■ **THE INPUT**
────

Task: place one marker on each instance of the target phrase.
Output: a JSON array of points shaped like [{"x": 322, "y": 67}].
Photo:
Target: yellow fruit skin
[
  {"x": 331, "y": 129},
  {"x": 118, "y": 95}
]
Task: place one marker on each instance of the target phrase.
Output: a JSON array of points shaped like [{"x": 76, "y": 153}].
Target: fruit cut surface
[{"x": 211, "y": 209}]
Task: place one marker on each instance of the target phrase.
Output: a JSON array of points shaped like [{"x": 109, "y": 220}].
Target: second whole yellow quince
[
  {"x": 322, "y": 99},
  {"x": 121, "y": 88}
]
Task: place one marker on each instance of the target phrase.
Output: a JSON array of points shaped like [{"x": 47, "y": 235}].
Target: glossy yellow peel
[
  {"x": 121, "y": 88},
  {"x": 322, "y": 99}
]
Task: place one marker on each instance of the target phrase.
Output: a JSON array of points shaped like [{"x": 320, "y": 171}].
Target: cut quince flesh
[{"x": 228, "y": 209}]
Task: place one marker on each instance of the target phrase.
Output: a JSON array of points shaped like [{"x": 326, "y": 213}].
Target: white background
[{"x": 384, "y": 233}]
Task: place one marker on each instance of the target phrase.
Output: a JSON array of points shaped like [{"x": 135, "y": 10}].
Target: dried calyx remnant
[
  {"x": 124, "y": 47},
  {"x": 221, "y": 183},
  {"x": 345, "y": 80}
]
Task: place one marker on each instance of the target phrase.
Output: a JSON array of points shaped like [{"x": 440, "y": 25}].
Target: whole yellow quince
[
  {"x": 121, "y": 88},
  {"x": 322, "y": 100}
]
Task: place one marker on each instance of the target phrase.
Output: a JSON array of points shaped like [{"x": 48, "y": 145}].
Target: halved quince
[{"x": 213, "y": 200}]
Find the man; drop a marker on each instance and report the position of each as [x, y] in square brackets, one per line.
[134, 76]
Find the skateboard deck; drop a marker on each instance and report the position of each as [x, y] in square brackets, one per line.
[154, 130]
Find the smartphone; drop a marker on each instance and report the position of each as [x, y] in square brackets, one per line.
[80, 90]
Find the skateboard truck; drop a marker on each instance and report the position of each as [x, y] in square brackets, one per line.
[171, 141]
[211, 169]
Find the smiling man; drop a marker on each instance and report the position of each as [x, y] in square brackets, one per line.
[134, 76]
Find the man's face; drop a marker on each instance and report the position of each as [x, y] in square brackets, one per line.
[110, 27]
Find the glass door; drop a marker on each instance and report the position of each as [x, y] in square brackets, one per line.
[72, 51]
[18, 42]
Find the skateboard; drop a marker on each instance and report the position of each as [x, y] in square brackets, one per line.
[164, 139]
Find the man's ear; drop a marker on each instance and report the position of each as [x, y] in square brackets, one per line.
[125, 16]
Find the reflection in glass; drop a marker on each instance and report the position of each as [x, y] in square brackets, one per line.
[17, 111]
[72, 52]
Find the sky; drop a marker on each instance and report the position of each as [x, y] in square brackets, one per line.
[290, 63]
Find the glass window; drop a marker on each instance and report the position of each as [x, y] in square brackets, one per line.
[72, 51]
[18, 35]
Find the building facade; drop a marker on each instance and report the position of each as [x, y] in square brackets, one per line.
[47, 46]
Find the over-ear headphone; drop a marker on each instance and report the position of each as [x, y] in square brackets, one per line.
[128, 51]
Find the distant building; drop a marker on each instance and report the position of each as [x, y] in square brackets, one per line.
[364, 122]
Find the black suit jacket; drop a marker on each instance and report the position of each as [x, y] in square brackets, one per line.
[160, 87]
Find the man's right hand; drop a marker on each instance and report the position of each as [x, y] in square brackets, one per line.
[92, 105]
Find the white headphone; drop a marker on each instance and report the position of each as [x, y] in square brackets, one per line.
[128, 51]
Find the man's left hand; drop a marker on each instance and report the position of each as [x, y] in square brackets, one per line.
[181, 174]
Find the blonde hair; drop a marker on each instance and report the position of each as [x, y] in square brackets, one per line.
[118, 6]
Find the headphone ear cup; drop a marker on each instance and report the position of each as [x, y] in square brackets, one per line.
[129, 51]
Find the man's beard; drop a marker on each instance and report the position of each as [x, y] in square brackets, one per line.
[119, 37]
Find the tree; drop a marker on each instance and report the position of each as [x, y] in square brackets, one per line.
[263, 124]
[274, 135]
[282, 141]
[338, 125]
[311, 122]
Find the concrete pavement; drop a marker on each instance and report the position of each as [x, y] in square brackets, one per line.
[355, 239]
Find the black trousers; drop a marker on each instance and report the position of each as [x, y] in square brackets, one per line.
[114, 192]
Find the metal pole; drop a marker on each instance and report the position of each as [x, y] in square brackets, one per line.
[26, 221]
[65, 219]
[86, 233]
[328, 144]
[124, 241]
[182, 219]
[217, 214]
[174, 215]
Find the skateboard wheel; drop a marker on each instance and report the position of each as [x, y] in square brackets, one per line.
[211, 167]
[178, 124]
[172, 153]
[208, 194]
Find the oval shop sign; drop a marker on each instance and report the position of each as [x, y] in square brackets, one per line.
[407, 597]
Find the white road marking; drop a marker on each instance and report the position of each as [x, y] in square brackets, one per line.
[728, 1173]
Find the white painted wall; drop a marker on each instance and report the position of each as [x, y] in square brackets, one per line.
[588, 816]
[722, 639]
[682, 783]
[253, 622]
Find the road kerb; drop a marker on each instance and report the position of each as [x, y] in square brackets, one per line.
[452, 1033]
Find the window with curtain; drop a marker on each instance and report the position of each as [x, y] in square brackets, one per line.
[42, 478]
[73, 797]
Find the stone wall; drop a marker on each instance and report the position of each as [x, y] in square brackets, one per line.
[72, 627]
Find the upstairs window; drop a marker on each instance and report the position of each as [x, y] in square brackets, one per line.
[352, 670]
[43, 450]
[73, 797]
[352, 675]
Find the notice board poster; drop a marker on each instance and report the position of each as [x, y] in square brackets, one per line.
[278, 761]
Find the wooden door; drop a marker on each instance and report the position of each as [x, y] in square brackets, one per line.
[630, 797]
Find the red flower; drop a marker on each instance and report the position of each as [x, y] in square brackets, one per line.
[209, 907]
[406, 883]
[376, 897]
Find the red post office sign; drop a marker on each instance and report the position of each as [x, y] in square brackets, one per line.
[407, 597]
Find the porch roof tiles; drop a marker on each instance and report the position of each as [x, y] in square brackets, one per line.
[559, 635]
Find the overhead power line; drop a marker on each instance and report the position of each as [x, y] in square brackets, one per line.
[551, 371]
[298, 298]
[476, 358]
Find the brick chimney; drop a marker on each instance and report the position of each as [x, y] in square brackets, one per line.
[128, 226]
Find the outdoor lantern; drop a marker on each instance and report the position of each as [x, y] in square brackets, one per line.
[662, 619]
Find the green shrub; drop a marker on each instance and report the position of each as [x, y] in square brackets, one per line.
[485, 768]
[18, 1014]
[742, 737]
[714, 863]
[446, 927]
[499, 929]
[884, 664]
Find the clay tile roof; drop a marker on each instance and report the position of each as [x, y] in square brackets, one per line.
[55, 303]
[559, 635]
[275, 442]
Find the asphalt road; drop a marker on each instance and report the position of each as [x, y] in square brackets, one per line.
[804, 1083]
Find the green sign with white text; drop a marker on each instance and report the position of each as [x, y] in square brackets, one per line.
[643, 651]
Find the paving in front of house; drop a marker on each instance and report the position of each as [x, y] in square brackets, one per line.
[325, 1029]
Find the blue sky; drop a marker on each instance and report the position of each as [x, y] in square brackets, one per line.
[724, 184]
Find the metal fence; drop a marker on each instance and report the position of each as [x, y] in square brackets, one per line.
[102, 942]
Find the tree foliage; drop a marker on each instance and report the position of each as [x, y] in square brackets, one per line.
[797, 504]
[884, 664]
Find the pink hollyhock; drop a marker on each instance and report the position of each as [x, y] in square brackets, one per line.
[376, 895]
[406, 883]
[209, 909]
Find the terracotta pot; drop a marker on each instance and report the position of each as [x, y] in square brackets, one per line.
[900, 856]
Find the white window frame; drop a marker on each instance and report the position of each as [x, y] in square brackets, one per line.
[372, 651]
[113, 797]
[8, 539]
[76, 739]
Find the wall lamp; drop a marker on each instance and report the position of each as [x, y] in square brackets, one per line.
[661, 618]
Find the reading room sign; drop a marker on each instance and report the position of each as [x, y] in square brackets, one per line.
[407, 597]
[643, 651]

────

■ **AIM OF THE EXERCISE**
Scan the listing for the string "like" and copy every line that carries it.

■ **WRITTEN ANSWER**
Output: a JSON array of points shaped like [{"x": 322, "y": 67}].
Output: a JSON array of points shaped like [{"x": 76, "y": 153}].
Output: a JSON array of points shaped like [{"x": 109, "y": 220}].
Output: a JSON array of points shaped like [{"x": 47, "y": 235}].
Output: a JSON array of points shaped like [{"x": 320, "y": 171}].
Output: a JSON array of points shaped like [{"x": 326, "y": 213}].
Output: a JSON array of points shaped like [{"x": 135, "y": 10}].
Output: a JSON array of points shaped like [{"x": 440, "y": 25}].
Output: a JSON array of points shaped like [{"x": 48, "y": 145}].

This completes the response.